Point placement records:
-*-*-

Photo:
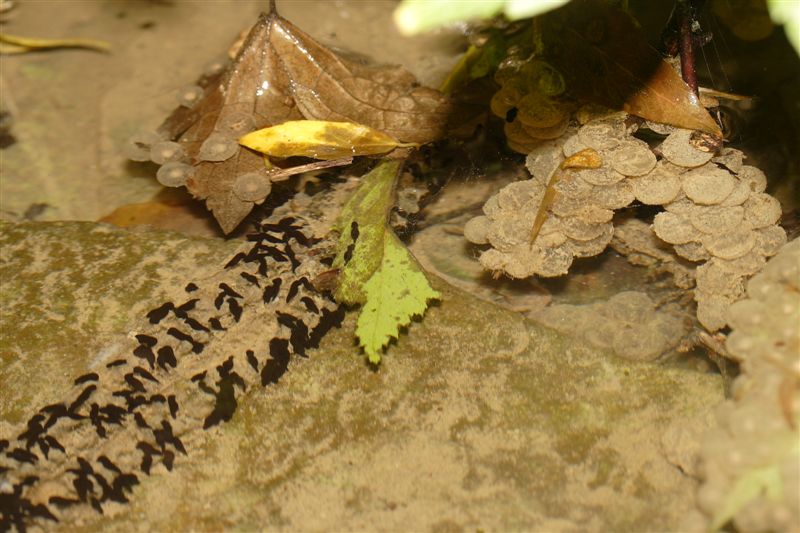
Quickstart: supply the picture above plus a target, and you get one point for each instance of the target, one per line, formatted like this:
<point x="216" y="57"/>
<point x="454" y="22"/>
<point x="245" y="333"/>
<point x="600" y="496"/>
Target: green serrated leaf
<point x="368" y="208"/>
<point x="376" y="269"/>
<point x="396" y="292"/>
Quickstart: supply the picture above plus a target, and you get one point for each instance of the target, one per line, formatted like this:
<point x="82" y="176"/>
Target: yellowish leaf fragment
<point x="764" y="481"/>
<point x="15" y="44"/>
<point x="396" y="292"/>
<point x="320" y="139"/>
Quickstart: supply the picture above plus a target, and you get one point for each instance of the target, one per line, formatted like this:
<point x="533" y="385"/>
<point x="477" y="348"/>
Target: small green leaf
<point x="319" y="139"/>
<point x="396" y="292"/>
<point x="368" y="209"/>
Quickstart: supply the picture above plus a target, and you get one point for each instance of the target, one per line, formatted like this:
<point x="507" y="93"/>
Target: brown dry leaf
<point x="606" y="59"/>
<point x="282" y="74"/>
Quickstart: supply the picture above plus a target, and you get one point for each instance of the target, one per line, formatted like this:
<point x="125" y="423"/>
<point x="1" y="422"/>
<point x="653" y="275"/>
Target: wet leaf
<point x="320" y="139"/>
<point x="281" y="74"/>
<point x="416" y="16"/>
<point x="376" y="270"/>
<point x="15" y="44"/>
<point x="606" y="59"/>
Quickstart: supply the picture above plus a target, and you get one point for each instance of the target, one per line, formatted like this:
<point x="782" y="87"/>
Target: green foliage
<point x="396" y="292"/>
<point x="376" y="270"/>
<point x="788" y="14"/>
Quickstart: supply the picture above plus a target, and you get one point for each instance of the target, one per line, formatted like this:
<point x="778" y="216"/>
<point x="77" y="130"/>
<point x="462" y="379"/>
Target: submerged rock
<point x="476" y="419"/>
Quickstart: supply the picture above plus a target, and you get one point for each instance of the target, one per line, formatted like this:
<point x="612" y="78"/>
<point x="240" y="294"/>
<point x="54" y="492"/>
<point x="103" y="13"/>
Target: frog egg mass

-*-*-

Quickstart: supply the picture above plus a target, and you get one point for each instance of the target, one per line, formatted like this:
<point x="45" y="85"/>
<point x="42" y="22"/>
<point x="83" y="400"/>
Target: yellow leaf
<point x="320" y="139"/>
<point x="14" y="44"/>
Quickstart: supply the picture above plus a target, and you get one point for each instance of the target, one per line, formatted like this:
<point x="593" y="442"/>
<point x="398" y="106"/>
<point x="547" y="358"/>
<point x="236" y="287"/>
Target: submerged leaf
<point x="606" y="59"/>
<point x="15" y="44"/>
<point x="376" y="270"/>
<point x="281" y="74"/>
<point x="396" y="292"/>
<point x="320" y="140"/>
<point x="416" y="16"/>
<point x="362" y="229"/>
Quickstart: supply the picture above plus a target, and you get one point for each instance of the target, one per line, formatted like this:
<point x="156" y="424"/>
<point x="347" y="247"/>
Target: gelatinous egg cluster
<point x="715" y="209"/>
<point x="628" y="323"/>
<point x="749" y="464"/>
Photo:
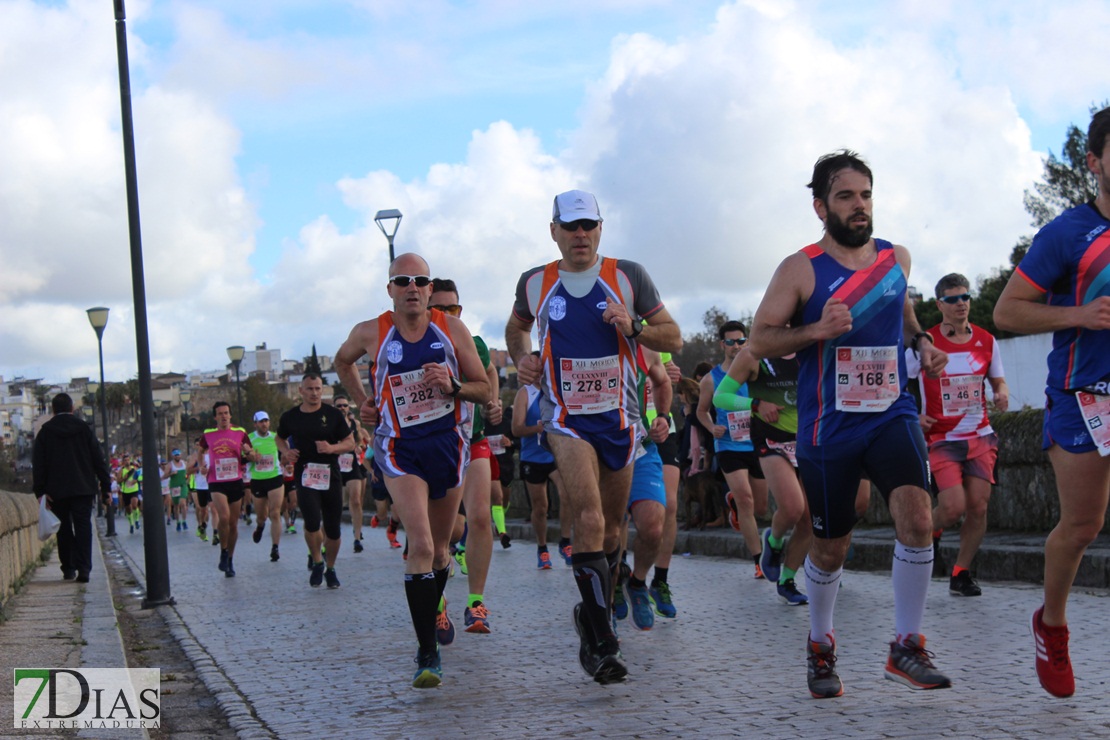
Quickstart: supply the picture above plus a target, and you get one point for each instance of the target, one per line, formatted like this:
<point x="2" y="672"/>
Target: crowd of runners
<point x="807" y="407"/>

-*-*-

→ **WHAT YOU HAVE TO DO**: Identify each line in the records above that contains the string "green" and copy those lines. The match is case-sensitive.

→ **ANSWER IN FULL**:
Target: green serrated leaf
Target: small green leaf
Target: green foliage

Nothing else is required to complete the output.